## START Supplied data

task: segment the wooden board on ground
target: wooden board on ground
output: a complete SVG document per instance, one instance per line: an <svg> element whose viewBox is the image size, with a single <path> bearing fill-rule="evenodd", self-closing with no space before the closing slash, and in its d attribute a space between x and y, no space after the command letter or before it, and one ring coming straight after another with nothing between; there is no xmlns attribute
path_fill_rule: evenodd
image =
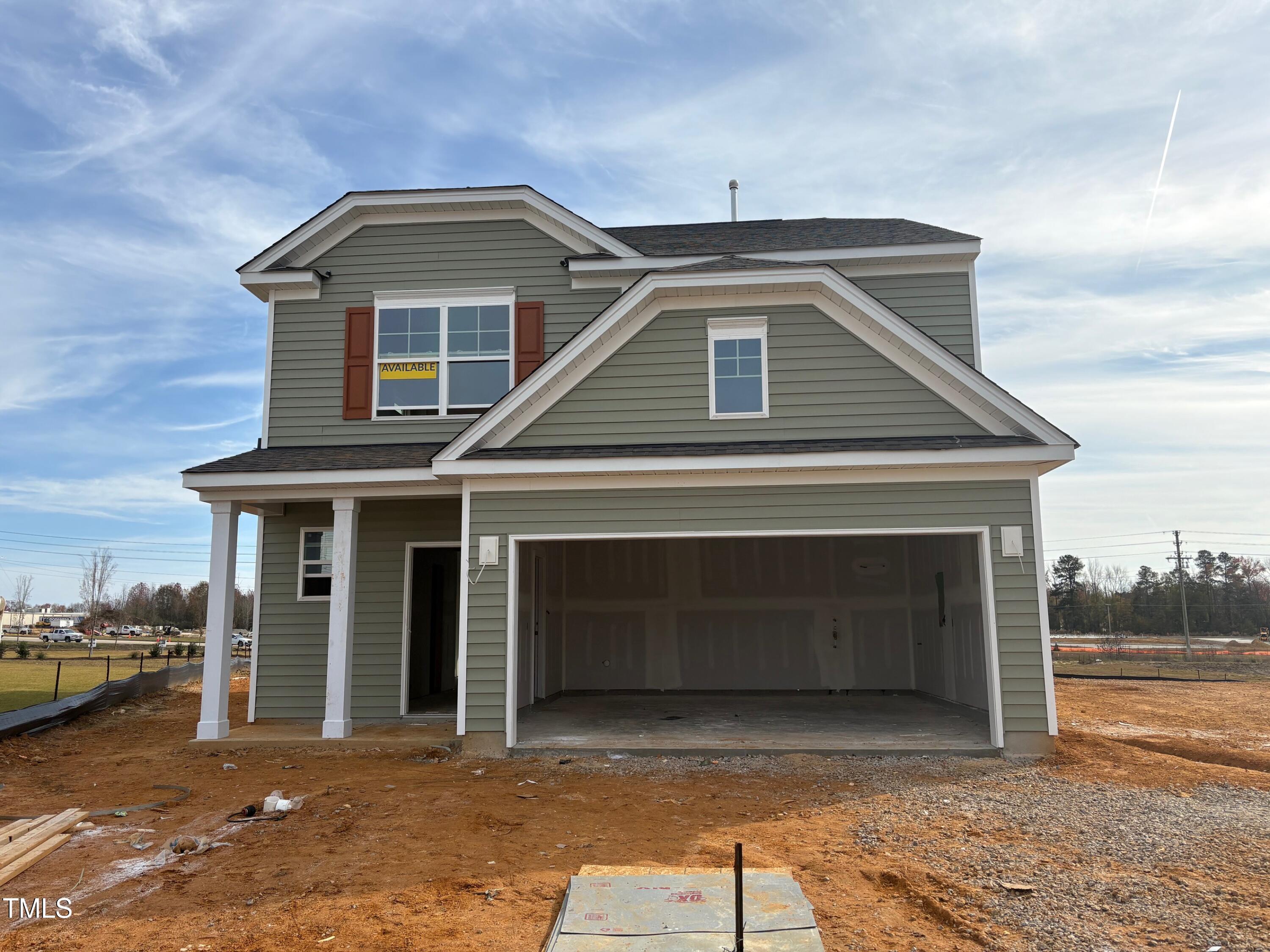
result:
<svg viewBox="0 0 1270 952"><path fill-rule="evenodd" d="M726 867L585 866L569 877L546 952L718 952L733 946L735 910ZM747 949L824 952L812 904L789 872L745 869L743 914Z"/></svg>
<svg viewBox="0 0 1270 952"><path fill-rule="evenodd" d="M747 866L745 872L770 872L789 876L789 866ZM598 866L588 863L578 869L579 876L693 876L697 873L733 873L730 866Z"/></svg>
<svg viewBox="0 0 1270 952"><path fill-rule="evenodd" d="M56 816L29 828L18 839L0 845L0 868L22 859L29 850L60 833L65 833L86 816L88 810L64 810Z"/></svg>
<svg viewBox="0 0 1270 952"><path fill-rule="evenodd" d="M60 833L56 836L52 836L51 839L46 839L34 849L28 849L25 853L22 854L22 857L14 859L6 867L0 868L0 886L4 886L6 882L9 882L9 880L14 878L15 876L27 872L27 869L29 869L41 859L43 859L46 856L52 853L70 838L71 834Z"/></svg>

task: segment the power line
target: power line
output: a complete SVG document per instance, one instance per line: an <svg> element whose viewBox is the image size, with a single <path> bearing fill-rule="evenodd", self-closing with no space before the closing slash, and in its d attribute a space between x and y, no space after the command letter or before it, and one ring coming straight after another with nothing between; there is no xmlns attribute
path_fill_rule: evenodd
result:
<svg viewBox="0 0 1270 952"><path fill-rule="evenodd" d="M1081 536L1078 538L1052 538L1050 542L1086 542L1096 538L1134 538L1137 536L1162 536L1163 529L1158 532L1125 532L1119 536Z"/></svg>
<svg viewBox="0 0 1270 952"><path fill-rule="evenodd" d="M50 550L48 555L85 555L83 546L71 546L71 545L67 545L65 542L37 542L37 541L32 541L32 539L8 539L8 538L0 538L0 542L20 542L20 543L23 543L25 546L44 546L46 548ZM62 550L70 550L70 551L64 552ZM203 551L206 552L206 551L210 551L210 550L211 550L211 546L207 546ZM255 550L255 543L254 542L250 543L250 545L243 543L239 547L240 552L254 551L254 550ZM24 552L32 552L32 551L37 551L37 550L29 550L29 548L27 548L27 550L22 550L22 551L24 551ZM150 550L150 548L131 548L128 546L112 546L107 551L110 552L112 555L114 552L152 552L156 559L157 557L166 559L166 557L178 556L178 555L196 555L194 552L161 552L161 551L155 551L155 550Z"/></svg>
<svg viewBox="0 0 1270 952"><path fill-rule="evenodd" d="M19 546L0 546L0 552L34 552L36 555L65 555L65 556L70 556L72 559L76 557L75 552L48 552L47 550L43 550L43 548L22 548ZM166 556L166 555L161 555L161 553L160 555L154 555L154 556L117 556L117 555L112 553L110 557L112 559L119 559L119 560L128 561L128 562L188 562L190 565L202 565L206 561L203 559L173 559L171 556ZM239 561L244 561L244 560L239 560ZM250 561L254 562L255 560L250 560ZM74 566L67 566L67 567L74 567Z"/></svg>
<svg viewBox="0 0 1270 952"><path fill-rule="evenodd" d="M32 538L61 538L71 539L75 542L118 542L121 545L145 545L145 546L184 546L194 548L210 548L211 543L203 542L164 542L161 539L142 539L142 538L93 538L91 536L50 536L42 532L15 532L13 529L0 529L3 536L30 536Z"/></svg>

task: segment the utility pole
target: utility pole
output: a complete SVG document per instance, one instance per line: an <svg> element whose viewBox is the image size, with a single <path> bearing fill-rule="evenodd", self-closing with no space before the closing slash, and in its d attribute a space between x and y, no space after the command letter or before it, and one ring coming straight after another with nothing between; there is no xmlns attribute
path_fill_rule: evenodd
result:
<svg viewBox="0 0 1270 952"><path fill-rule="evenodd" d="M1173 556L1168 561L1177 562L1177 590L1182 595L1182 637L1186 638L1186 660L1191 660L1190 652L1190 623L1186 621L1186 567L1182 560L1182 536L1179 529L1173 529Z"/></svg>

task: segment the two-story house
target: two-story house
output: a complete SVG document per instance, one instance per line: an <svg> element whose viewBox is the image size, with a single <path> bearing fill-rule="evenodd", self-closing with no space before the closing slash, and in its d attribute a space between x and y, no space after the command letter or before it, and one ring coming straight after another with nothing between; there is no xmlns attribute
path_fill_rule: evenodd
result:
<svg viewBox="0 0 1270 952"><path fill-rule="evenodd" d="M344 195L239 269L264 433L184 472L213 526L198 737L229 734L246 510L251 721L1049 750L1038 479L1076 443L982 372L978 254L902 218Z"/></svg>

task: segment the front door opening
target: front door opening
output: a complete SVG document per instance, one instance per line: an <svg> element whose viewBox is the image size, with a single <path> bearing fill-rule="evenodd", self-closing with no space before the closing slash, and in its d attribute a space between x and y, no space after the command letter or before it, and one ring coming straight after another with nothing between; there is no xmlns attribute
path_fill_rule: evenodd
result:
<svg viewBox="0 0 1270 952"><path fill-rule="evenodd" d="M458 692L458 550L414 548L406 712L453 712Z"/></svg>
<svg viewBox="0 0 1270 952"><path fill-rule="evenodd" d="M974 534L521 545L518 746L991 749Z"/></svg>

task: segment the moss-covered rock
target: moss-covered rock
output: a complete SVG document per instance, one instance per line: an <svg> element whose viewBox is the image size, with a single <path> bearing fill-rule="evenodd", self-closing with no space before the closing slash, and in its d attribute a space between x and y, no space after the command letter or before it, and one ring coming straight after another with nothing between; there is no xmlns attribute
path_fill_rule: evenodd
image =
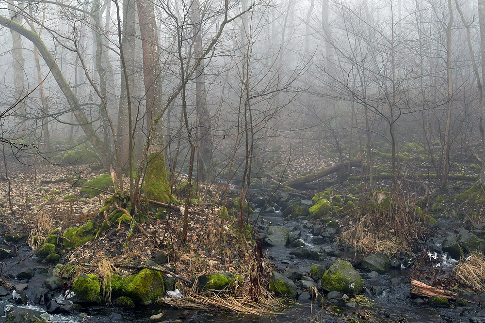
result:
<svg viewBox="0 0 485 323"><path fill-rule="evenodd" d="M153 153L148 155L148 161L144 186L146 197L164 203L175 200L172 196L170 185L167 179L165 154L161 152Z"/></svg>
<svg viewBox="0 0 485 323"><path fill-rule="evenodd" d="M330 190L327 190L326 191L323 191L323 192L320 192L320 193L317 193L316 194L313 196L311 199L311 201L313 203L313 205L318 203L319 201L321 200L329 200L332 197L332 193L330 192Z"/></svg>
<svg viewBox="0 0 485 323"><path fill-rule="evenodd" d="M298 296L296 287L293 281L275 271L271 273L269 291L274 292L276 295L291 298L296 298Z"/></svg>
<svg viewBox="0 0 485 323"><path fill-rule="evenodd" d="M364 288L364 280L349 261L337 260L322 277L322 287L328 291L358 294Z"/></svg>
<svg viewBox="0 0 485 323"><path fill-rule="evenodd" d="M322 278L322 276L325 272L325 267L321 264L316 263L311 266L310 269L310 275L311 275L311 278L315 281L318 281L319 279Z"/></svg>
<svg viewBox="0 0 485 323"><path fill-rule="evenodd" d="M312 219L319 219L327 216L330 213L332 205L328 200L322 199L308 209Z"/></svg>
<svg viewBox="0 0 485 323"><path fill-rule="evenodd" d="M101 193L101 191L99 190L114 192L113 180L111 178L111 175L108 174L102 175L96 178L88 181L84 185L84 186L87 187L81 187L79 192L79 195L83 198L91 199L97 196ZM93 187L93 188L89 187Z"/></svg>
<svg viewBox="0 0 485 323"><path fill-rule="evenodd" d="M63 164L81 165L92 164L99 160L96 153L87 149L72 150L66 152L63 156L61 161Z"/></svg>
<svg viewBox="0 0 485 323"><path fill-rule="evenodd" d="M81 274L72 283L72 291L76 294L76 299L82 303L94 303L99 301L101 285L97 276L89 274Z"/></svg>
<svg viewBox="0 0 485 323"><path fill-rule="evenodd" d="M431 306L437 308L450 307L450 302L448 302L448 299L440 296L432 296L428 300L428 303Z"/></svg>
<svg viewBox="0 0 485 323"><path fill-rule="evenodd" d="M118 297L113 302L113 305L117 308L133 308L135 307L135 303L133 300L126 296Z"/></svg>
<svg viewBox="0 0 485 323"><path fill-rule="evenodd" d="M165 292L162 273L146 268L127 277L113 275L111 289L113 297L128 296L135 303L144 305L155 302Z"/></svg>
<svg viewBox="0 0 485 323"><path fill-rule="evenodd" d="M43 244L37 249L37 255L41 259L45 259L49 255L55 253L56 246L52 244Z"/></svg>
<svg viewBox="0 0 485 323"><path fill-rule="evenodd" d="M20 244L26 242L29 238L28 233L5 233L3 236L7 242L14 244Z"/></svg>
<svg viewBox="0 0 485 323"><path fill-rule="evenodd" d="M69 228L64 233L63 245L66 248L76 248L95 238L99 225L91 220L79 228Z"/></svg>
<svg viewBox="0 0 485 323"><path fill-rule="evenodd" d="M233 287L236 277L230 273L202 275L197 277L199 292L228 291Z"/></svg>

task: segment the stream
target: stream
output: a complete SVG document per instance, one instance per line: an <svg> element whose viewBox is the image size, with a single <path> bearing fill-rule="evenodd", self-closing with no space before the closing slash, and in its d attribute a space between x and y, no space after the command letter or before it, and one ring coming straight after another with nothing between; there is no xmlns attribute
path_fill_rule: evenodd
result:
<svg viewBox="0 0 485 323"><path fill-rule="evenodd" d="M267 225L284 225L290 228L291 231L296 228L301 232L300 238L309 248L315 246L311 243L313 237L309 229L306 226L304 220L285 221L280 212L273 214L261 214L258 218L258 223ZM324 243L319 244L318 247L323 248L338 249L334 240L330 240L327 244ZM312 265L316 263L331 263L337 258L353 259L355 255L348 250L338 250L335 257L328 257L323 261L311 259L297 259L291 255L290 251L293 249L289 246L267 246L265 252L267 259L275 262L281 269L290 269L296 270L307 275ZM33 304L36 289L40 287L44 281L51 276L52 269L48 265L37 262L34 256L28 257L32 251L29 247L22 246L17 250L19 257L10 258L1 263L2 274L15 276L21 269L29 268L33 269L35 275L27 281L29 287L24 291L29 299L28 305L25 307L39 311L45 311L45 308L32 306ZM19 261L19 257L24 258ZM449 265L447 263L440 264L442 266ZM360 271L364 280L364 286L378 286L382 290L382 293L375 295L366 295L369 301L372 303L372 309L373 315L382 320L392 320L392 322L469 322L470 318L473 316L477 308L437 308L425 304L417 304L409 297L410 284L406 279L408 272L405 268L391 270L385 274L377 274L375 273L366 273ZM5 277L5 275L3 276ZM9 281L14 284L26 282L16 279ZM363 293L364 293L363 292ZM471 297L468 295L469 299ZM466 297L467 296L464 296ZM336 312L340 314L348 314L349 316L356 308L346 305L343 300L332 300L333 306ZM0 316L5 317L5 309L12 306L13 302L11 294L0 297ZM15 305L13 305L15 306ZM327 307L328 305L327 303ZM321 302L310 299L298 300L294 306L291 307L283 313L275 315L273 313L264 317L251 315L240 315L237 313L217 312L206 313L200 311L176 310L160 306L138 307L135 310L123 310L115 308L103 306L90 307L83 308L79 312L65 315L51 315L50 320L55 323L67 322L119 322L120 323L141 323L142 322L161 322L163 321L172 322L179 320L177 322L211 322L213 323L290 323L297 322L340 322L341 319L331 312L321 309ZM150 319L150 317L161 312L163 315L156 320ZM462 321L461 320L463 321ZM367 322L373 322L368 321ZM475 321L472 321L475 322ZM478 321L477 321L478 322ZM484 322L485 322L484 321Z"/></svg>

## END Supplied data

• **Exercise**
From the data above, pull out each line containing the string "rock" and list those lines.

• **Final answer**
task: segment the moss-covered rock
target: moss-covered rock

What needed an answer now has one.